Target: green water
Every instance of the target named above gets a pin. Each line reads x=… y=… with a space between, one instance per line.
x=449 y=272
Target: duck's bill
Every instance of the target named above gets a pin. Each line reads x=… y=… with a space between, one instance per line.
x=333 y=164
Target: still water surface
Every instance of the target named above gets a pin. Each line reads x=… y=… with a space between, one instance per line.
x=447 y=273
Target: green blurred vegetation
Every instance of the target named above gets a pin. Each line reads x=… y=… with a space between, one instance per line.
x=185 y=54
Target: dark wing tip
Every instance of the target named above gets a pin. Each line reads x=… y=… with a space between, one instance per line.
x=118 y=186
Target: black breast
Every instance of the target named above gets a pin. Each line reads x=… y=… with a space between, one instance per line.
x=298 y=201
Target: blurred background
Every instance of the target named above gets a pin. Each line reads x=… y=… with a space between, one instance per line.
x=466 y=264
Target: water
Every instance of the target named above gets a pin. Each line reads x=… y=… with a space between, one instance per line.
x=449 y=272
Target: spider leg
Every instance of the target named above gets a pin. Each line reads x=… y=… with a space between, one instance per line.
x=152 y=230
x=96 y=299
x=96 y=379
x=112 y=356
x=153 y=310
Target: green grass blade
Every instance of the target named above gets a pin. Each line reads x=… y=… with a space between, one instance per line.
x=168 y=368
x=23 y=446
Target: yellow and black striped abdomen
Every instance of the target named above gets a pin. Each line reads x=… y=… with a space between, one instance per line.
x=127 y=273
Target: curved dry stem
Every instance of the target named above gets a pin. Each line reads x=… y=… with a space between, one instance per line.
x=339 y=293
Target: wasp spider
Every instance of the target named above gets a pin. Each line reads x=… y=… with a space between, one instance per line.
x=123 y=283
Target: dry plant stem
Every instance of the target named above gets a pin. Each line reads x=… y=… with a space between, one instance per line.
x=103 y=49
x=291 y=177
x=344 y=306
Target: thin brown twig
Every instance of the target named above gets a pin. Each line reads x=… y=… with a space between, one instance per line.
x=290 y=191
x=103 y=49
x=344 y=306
════════════════════
Copy the lines above word for word, all of them from first to last.

Solution for this problem:
Target: green water
Every instance of the target named above gets a pin. Each line reads x=… y=… with a space between, one instance per line.
x=449 y=272
Target: duck's bill
Every instance of the target named above gets a pin. Each line reads x=… y=… with a space between, one instance per line.
x=333 y=164
Target: still water surface
Every instance of the target named above gets a pin. Each line reads x=… y=… with a space between, one instance per line.
x=447 y=273
Target: green blurred vegetation
Every instance of the target named above gets a pin. Each line reads x=… y=… with a space between, one instance per line.
x=185 y=54
Target: dark wing tip
Every instance of the target named above gets a pin. Each line reads x=… y=… with a space between, one instance per line.
x=118 y=186
Target: black breast
Every instance of the target named above gets a pin. Each line reads x=… y=… with a space between, one instance per line.
x=298 y=201
Target: blurred background
Every instance of the target named above gets a pin. Each line reads x=… y=… with a space between, one instance per line.
x=466 y=264
Target: water
Every instance of the target named above gets a pin. Each line reads x=… y=… with a space between, one instance per line.
x=449 y=272
Target: spider leg
Every instance of the target named above gets a pin. Each line reads x=… y=… with a space between, one instance per line.
x=152 y=230
x=96 y=299
x=96 y=379
x=112 y=356
x=153 y=310
Target: green grass blade
Every instance of the target named above gets a pin. Each line reads x=… y=… with a space between, one instance per line.
x=168 y=368
x=23 y=446
Target: yellow and black striped abdomen
Every instance of the target named above gets a pin. Each line reads x=… y=… with a space between, one instance per line.
x=127 y=273
Target: curved dry stem
Every instance of the target named above gets a pin. Each line reads x=… y=… with a space between, one instance per line.
x=339 y=293
Target: wasp spider
Every instance of the target named above gets a pin. Each line reads x=… y=… with a space between, one instance per line.
x=123 y=283
Target: dry plant stem
Every instance of the target named above gets a pin. Each line reads x=… y=… with a space between, one instance per line.
x=103 y=49
x=291 y=177
x=344 y=306
Target: thin brown twig
Every instance of the target named above gets a pin. Each line reads x=… y=… with a space between, one instance per line.
x=290 y=191
x=103 y=49
x=344 y=306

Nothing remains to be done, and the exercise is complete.